→ **Формулировка задания**
Соберите из записей все строки, где есть слово “curly”; регистр букв учитывается.
══ Строки ══
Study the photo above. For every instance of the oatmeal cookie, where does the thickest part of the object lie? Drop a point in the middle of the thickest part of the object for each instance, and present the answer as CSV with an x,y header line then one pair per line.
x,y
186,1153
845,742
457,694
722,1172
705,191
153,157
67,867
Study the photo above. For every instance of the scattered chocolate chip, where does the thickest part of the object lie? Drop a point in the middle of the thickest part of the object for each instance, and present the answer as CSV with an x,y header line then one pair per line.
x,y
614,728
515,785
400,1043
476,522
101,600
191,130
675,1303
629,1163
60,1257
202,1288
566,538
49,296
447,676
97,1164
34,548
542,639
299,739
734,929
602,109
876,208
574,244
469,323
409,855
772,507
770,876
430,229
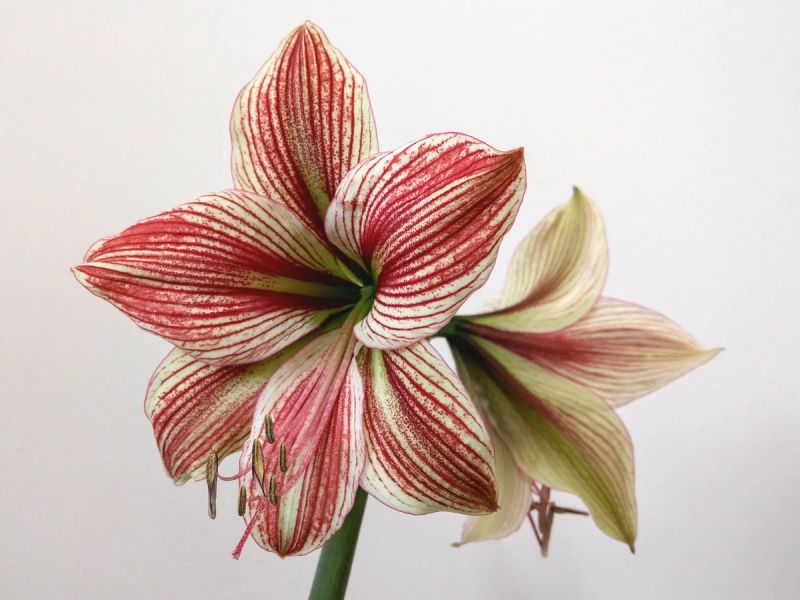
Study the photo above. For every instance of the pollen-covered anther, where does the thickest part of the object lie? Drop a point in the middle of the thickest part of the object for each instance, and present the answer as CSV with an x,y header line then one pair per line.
═══
══ Строки ══
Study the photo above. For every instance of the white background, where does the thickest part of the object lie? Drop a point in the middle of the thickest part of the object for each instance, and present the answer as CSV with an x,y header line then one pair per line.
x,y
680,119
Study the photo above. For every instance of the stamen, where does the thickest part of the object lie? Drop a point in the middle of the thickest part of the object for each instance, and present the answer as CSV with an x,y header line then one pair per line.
═══
══ Строки ══
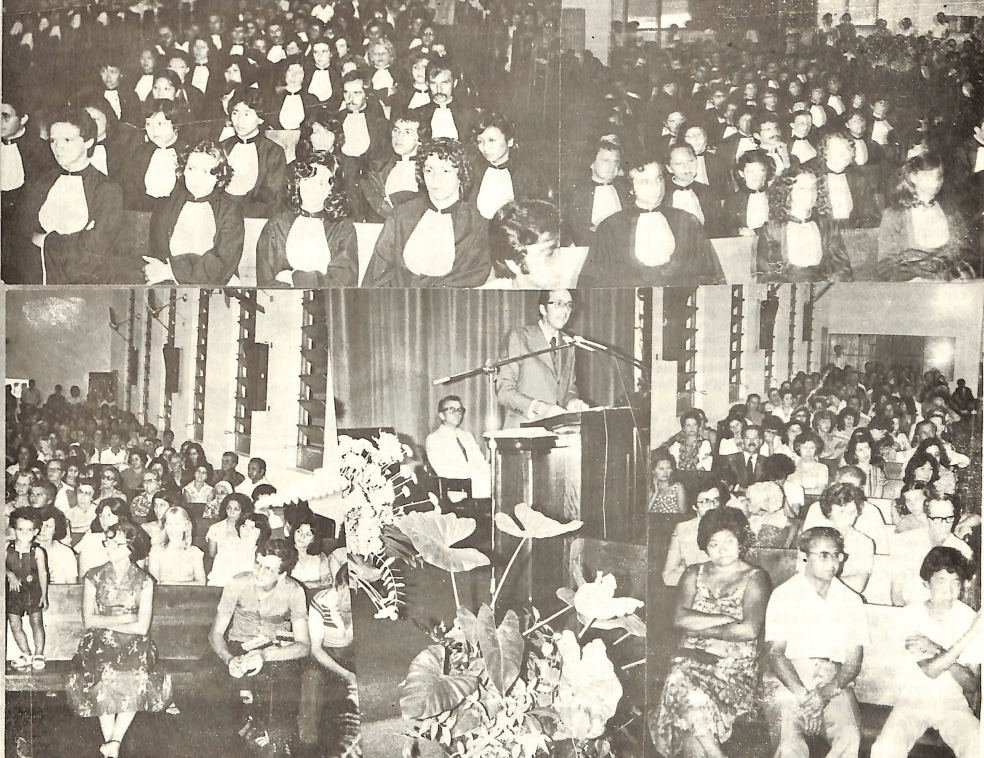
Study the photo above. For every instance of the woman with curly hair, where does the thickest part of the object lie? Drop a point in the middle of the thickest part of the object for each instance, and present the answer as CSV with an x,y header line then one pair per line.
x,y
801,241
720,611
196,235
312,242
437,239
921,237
═══
→ **Ответ**
Study the photo above. For every instance of the woman with curly hair, where does the thickest part of the object lie? Drop a point in the middle of the thickest part of the object for each instance, and present the answer as CSV with an x,y header line then one pair per line.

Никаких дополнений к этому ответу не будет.